— START OF GIVEN RECORDS —

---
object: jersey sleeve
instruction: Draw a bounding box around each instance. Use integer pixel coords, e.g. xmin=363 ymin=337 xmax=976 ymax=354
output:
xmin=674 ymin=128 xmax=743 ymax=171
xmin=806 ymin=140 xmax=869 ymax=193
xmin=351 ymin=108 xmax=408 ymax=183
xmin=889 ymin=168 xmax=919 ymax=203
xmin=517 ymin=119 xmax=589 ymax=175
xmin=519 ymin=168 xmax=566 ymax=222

— END OF GIVEN RECORDS —

Reproduce the material above, substituting "shirt sleeve" for every occurrence of "jersey sleeve" and leaving all else unchanged.

---
object: shirt sleeve
instruction: Draw a bounding box around each instance. Use integer pixel coords, e.g. xmin=363 ymin=337 xmax=976 ymax=354
output:
xmin=674 ymin=128 xmax=743 ymax=171
xmin=806 ymin=140 xmax=869 ymax=193
xmin=351 ymin=108 xmax=408 ymax=183
xmin=889 ymin=168 xmax=919 ymax=203
xmin=517 ymin=119 xmax=589 ymax=175
xmin=519 ymin=168 xmax=566 ymax=222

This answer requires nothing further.